-- START OF Data lines --

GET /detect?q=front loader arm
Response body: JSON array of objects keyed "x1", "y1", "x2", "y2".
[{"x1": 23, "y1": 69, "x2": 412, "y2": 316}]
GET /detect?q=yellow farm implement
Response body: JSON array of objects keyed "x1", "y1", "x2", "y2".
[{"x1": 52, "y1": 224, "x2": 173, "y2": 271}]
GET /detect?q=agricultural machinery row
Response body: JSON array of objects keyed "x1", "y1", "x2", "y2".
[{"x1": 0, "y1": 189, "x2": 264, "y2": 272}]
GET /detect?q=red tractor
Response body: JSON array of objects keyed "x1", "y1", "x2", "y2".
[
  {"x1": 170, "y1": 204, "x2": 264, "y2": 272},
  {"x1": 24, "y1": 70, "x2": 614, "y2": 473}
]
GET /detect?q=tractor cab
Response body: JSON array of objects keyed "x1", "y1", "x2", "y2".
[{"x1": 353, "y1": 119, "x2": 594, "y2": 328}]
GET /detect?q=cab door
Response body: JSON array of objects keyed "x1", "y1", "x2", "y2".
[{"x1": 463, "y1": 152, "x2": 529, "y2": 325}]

-- END OF Data lines --
-- START OF Data lines --

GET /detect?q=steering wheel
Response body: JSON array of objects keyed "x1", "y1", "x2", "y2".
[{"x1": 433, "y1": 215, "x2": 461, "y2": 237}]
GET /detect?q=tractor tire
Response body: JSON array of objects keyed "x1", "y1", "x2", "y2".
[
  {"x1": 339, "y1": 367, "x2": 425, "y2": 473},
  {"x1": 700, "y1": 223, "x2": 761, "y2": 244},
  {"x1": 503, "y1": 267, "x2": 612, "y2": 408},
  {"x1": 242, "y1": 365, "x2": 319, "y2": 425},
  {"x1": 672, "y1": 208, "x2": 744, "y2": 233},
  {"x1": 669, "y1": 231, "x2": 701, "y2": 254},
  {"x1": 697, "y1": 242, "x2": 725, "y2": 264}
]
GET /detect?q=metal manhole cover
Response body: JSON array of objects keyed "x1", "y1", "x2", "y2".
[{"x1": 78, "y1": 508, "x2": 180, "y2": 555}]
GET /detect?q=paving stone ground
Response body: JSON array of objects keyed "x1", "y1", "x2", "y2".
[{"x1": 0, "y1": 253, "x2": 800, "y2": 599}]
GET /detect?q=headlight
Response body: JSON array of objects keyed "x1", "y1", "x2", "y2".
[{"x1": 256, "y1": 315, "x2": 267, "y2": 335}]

-- END OF Data lines --

Problem:
Please find every line in the data above that contains the string "detect" and copy each of those lines.

Result:
GET /detect?q=front loader arm
GET /detect?q=yellow farm implement
GET /detect?q=agricultural machinery row
GET /detect?q=red tractor
GET /detect?q=tractor cab
GET /detect?q=cab door
GET /detect?q=steering wheel
GET /detect?q=tractor tire
GET /detect?q=metal manhole cover
GET /detect?q=paving stone ground
GET /detect?q=headlight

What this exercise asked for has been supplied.